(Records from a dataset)

┄┄┄┄┄┄

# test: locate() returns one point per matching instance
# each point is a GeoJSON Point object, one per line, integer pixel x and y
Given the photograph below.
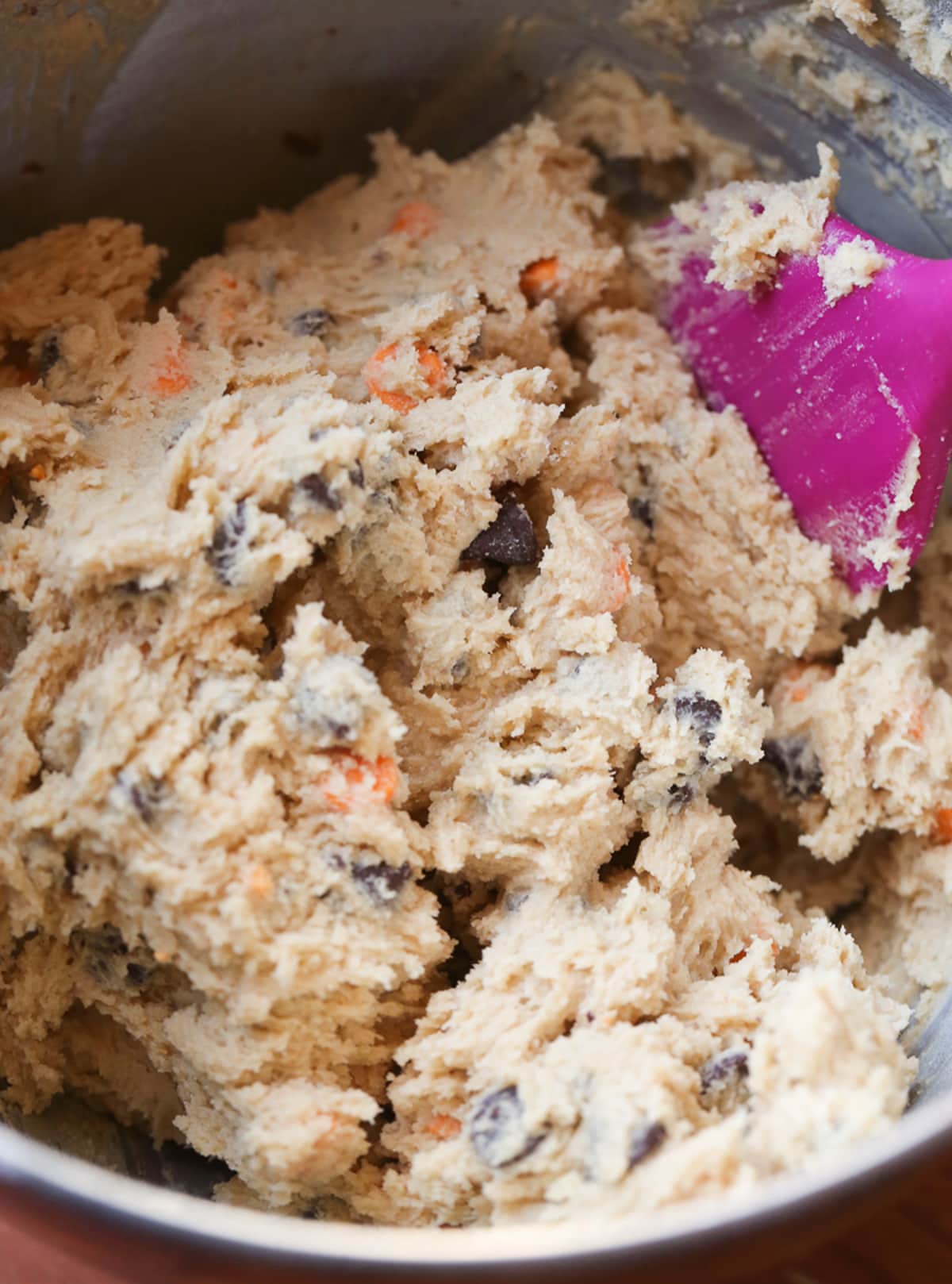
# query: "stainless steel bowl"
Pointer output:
{"type": "Point", "coordinates": [187, 113]}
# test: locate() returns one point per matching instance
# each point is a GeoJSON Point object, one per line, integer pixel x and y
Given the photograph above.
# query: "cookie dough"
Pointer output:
{"type": "Point", "coordinates": [439, 778]}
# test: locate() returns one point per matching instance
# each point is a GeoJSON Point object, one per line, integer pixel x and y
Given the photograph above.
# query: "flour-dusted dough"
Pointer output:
{"type": "Point", "coordinates": [380, 619]}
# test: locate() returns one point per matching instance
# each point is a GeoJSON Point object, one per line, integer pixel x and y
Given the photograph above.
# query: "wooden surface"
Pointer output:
{"type": "Point", "coordinates": [908, 1242]}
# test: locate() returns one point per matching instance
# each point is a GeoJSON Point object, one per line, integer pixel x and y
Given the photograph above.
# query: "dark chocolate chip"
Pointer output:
{"type": "Point", "coordinates": [311, 322]}
{"type": "Point", "coordinates": [679, 796]}
{"type": "Point", "coordinates": [797, 764]}
{"type": "Point", "coordinates": [145, 796]}
{"type": "Point", "coordinates": [497, 1129]}
{"type": "Point", "coordinates": [640, 510]}
{"type": "Point", "coordinates": [49, 353]}
{"type": "Point", "coordinates": [226, 544]}
{"type": "Point", "coordinates": [380, 881]}
{"type": "Point", "coordinates": [724, 1070]}
{"type": "Point", "coordinates": [318, 492]}
{"type": "Point", "coordinates": [509, 540]}
{"type": "Point", "coordinates": [100, 948]}
{"type": "Point", "coordinates": [137, 974]}
{"type": "Point", "coordinates": [646, 1142]}
{"type": "Point", "coordinates": [701, 713]}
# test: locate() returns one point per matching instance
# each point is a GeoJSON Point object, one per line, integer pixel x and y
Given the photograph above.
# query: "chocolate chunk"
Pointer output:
{"type": "Point", "coordinates": [137, 975]}
{"type": "Point", "coordinates": [679, 796]}
{"type": "Point", "coordinates": [725, 1070]}
{"type": "Point", "coordinates": [226, 544]}
{"type": "Point", "coordinates": [100, 949]}
{"type": "Point", "coordinates": [497, 1129]}
{"type": "Point", "coordinates": [145, 796]}
{"type": "Point", "coordinates": [309, 324]}
{"type": "Point", "coordinates": [701, 713]}
{"type": "Point", "coordinates": [320, 494]}
{"type": "Point", "coordinates": [49, 353]}
{"type": "Point", "coordinates": [640, 509]}
{"type": "Point", "coordinates": [135, 587]}
{"type": "Point", "coordinates": [646, 1142]}
{"type": "Point", "coordinates": [797, 764]}
{"type": "Point", "coordinates": [509, 540]}
{"type": "Point", "coordinates": [378, 880]}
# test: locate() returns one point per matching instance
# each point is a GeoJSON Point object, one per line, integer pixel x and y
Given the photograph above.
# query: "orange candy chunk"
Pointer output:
{"type": "Point", "coordinates": [416, 220]}
{"type": "Point", "coordinates": [430, 365]}
{"type": "Point", "coordinates": [539, 279]}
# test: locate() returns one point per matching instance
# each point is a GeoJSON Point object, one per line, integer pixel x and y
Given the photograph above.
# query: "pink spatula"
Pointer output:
{"type": "Point", "coordinates": [851, 403]}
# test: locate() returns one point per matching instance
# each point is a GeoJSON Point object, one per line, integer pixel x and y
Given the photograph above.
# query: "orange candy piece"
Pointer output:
{"type": "Point", "coordinates": [428, 361]}
{"type": "Point", "coordinates": [942, 828]}
{"type": "Point", "coordinates": [620, 582]}
{"type": "Point", "coordinates": [443, 1126]}
{"type": "Point", "coordinates": [416, 220]}
{"type": "Point", "coordinates": [359, 779]}
{"type": "Point", "coordinates": [171, 378]}
{"type": "Point", "coordinates": [539, 279]}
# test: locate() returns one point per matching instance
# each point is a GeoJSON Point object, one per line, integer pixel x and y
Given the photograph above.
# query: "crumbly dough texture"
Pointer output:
{"type": "Point", "coordinates": [378, 619]}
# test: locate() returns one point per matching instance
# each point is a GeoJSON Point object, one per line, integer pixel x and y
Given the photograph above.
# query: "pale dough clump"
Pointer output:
{"type": "Point", "coordinates": [851, 266]}
{"type": "Point", "coordinates": [405, 675]}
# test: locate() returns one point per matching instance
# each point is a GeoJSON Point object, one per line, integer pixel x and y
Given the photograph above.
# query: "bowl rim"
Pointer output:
{"type": "Point", "coordinates": [64, 1180]}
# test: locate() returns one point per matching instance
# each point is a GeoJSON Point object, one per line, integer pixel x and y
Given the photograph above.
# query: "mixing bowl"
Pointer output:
{"type": "Point", "coordinates": [189, 113]}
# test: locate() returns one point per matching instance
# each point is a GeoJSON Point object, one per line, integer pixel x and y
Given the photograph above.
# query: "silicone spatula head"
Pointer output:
{"type": "Point", "coordinates": [850, 401]}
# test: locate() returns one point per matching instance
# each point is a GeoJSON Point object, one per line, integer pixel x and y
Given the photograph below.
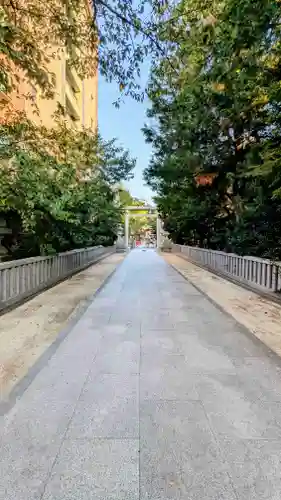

┄┄┄┄┄┄

▶ _Your instructions_
Please state how many lines of the data above contain the string "candy". Case counts, and the reply should be the number alone.

▶ _Completed exercise_
2